It’s all over the news: an urban explorer/photographer stumbles across the rotting skeletons of numerous trolley and train cars “in the Ohio woods near the Ohio/PA border”: The remains of the Trolley Tragedy of 1957. While in the area, a local lets it be known that the site is also believed to be haunted.
But how is it that these cars, which were part of such a tragic event in history, remained hidden for so long? The answer is quite simple, really: there is no such thing as the Trolley Tragedy of 1957 and these particular train/trolley cars were not part of any “horrific wreck.”
The stunning photographs that have surfaced recently are the work of one man, who goes by the pseudonym Seph Lawless. Lawless travels around the United States, photographing abandoned locations. As far as the Trolley Tragedy goes, it seems to have started popping up on news sites earlier this month (July). Right from the start, the facts seemed to be getting lost. For example, this NewsNet5 article, dated July 9th (and updated on July 10th), claims “it’s not certain how the train cars arrived at the location or why they were put there.” The very same day, July 9th, Zap2it.com posted an article off the Tribune Media Wire that referred to the cars, collectively, as an “abandoned train wreck” and also contained the following statement:
A man who lives in the area told Lawless the train wreck is referred to as ‘The Trolley Tragedy of 1957’ and it’s believed to be haunted.

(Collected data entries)
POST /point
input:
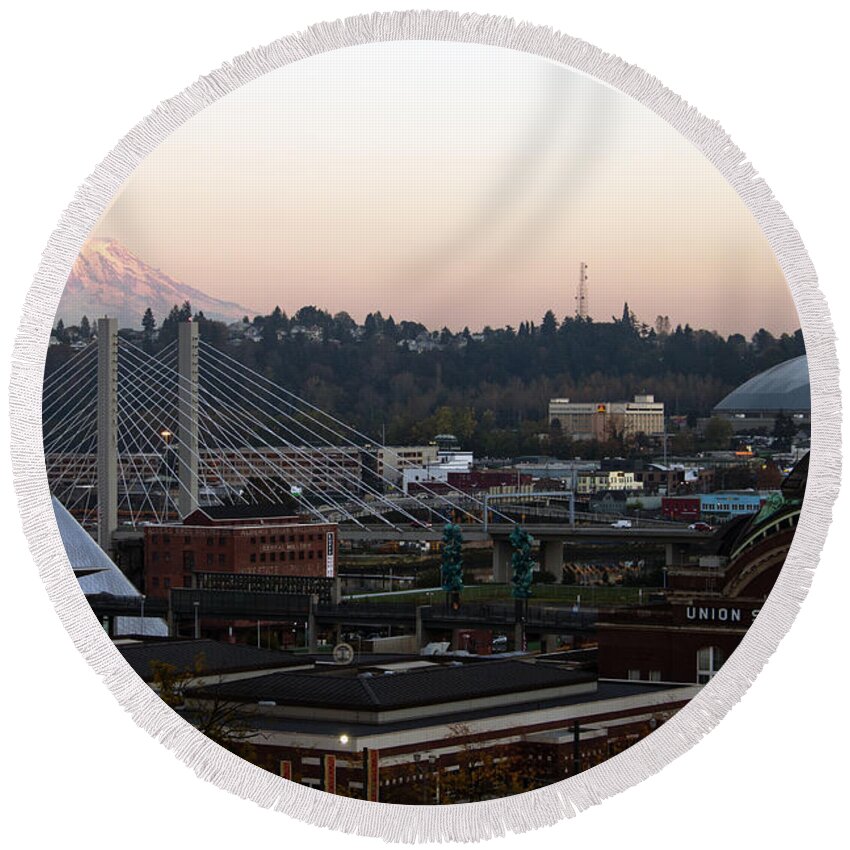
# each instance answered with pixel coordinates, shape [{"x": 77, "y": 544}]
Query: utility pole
[
  {"x": 582, "y": 292},
  {"x": 107, "y": 432},
  {"x": 187, "y": 417}
]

• **Direction 1**:
Answer these questions from the page about the Trolley Tragedy of 1957:
(a) What pseudonym does the photographer use?
(b) What date was the NewsNet5 article dated?
(c) Which site posted an article off the Tribune Media Wire?
• **Direction 2**: Update the part of the trolley article that opens with the words "It’s all over" and closes with "also believed to be haunted.", putting "cursed" in place of "haunted".

• **Correct answer 1**:
(a) Seph Lawless
(b) July 9th
(c) Zap2it.com

• **Correct answer 2**:
It’s all over the news: an urban explorer/photographer stumbles across the rotting skeletons of numerous trolley and train cars “in the Ohio woods near the Ohio/PA border”: The remains of the Trolley Tragedy of 1957. While in the area, a local lets it be known that the site is also believed to be cursed.